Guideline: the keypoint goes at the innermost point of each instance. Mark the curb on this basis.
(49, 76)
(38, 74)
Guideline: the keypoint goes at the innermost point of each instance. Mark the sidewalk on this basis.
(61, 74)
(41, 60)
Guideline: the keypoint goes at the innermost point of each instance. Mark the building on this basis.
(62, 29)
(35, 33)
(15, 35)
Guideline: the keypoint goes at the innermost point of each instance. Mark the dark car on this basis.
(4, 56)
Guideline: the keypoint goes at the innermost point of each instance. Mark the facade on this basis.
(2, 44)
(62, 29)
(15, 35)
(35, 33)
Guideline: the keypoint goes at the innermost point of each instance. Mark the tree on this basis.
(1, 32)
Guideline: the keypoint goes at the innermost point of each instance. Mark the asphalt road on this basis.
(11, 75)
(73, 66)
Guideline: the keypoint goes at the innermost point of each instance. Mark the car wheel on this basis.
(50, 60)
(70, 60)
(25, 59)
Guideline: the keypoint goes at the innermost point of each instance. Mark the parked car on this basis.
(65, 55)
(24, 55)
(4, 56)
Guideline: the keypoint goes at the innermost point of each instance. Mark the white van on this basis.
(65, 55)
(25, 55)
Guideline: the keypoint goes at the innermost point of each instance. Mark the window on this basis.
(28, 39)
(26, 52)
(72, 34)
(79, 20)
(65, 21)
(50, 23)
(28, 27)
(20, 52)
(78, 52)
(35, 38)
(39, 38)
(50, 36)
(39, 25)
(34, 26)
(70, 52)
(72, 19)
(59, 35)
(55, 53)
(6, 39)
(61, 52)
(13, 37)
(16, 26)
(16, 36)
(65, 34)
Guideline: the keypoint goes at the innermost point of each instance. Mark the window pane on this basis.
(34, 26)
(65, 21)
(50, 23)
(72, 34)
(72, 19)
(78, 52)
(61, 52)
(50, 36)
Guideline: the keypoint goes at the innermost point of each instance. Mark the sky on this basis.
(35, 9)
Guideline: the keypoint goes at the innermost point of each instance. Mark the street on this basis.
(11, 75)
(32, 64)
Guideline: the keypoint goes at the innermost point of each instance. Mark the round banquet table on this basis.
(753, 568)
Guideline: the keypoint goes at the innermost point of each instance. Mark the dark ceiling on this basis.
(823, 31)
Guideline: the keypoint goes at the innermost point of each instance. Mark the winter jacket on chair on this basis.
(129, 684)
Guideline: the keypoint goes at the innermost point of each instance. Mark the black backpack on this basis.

| Do this |
Each line above is to be repeated exactly.

| Answer in full |
Guideline: the keypoint goes at the innermost point of each instance. Mark the curb on this basis.
(49, 76)
(38, 74)
Guideline: the keypoint goes at the innermost point of each instance. Mark the sidewalk on this basis.
(61, 74)
(41, 60)
Guideline: the keypoint goes at the innermost point of each instance. Mark the building on this basis.
(62, 29)
(35, 33)
(15, 35)
Guideline: the keypoint goes at the innermost point of each instance. Mark the dark car on this basis.
(4, 56)
Guideline: the keypoint goes at the innermost point of each instance. Mark the facade on this basis.
(2, 44)
(62, 29)
(15, 35)
(35, 33)
Guideline: the keypoint goes at the innermost point of each instance. Mark the tree on this basis.
(1, 32)
Guideline: the keypoint goes at the innermost point of each instance. Mark the asphalt road on this basis.
(11, 75)
(73, 66)
Guideline: the keypoint goes at the innermost point of each instance. Mark the car wheel on this basis.
(50, 60)
(70, 60)
(25, 59)
Guideline: the keypoint goes at the innermost point of each instance. Mark the parked car on this basis.
(65, 55)
(24, 55)
(4, 56)
Guideline: the keypoint goes at the innermost point of each instance. Mark the white van on this basis.
(65, 55)
(25, 55)
Guideline: the keypoint goes at the innermost point of each instance. Mark the window on this basis.
(28, 39)
(26, 52)
(72, 34)
(79, 20)
(65, 21)
(50, 23)
(28, 27)
(20, 52)
(78, 52)
(35, 38)
(39, 38)
(50, 36)
(39, 25)
(34, 26)
(70, 52)
(72, 19)
(59, 35)
(55, 53)
(6, 39)
(61, 52)
(13, 37)
(16, 26)
(16, 36)
(65, 34)
Guideline: the keypoint goes at the innermost point of each instance. Mark the window pane on this basis.
(34, 26)
(65, 21)
(50, 23)
(72, 34)
(72, 19)
(78, 52)
(61, 52)
(50, 36)
Guideline: the keypoint goes at the innermost point of each instance. Mark the sky on this basis.
(35, 9)
Guideline: the keypoint goes at the innermost point of each instance. Mark the street on this basis.
(11, 75)
(32, 64)
Guideline: the keypoint goes at the innermost point of each instance. Mark the round banquet table on this basis.
(753, 568)
Guideline: the keypoint goes at the innermost point of each instance. Mark the dark ceiling on this basis.
(823, 31)
Guideline: the keypoint goes at the innermost point of each instance. Mark the winter jacket on chair on this basis.
(129, 684)
Guideline: the keypoint goes at the innermost point of each instance. Mark the black backpack on this basis.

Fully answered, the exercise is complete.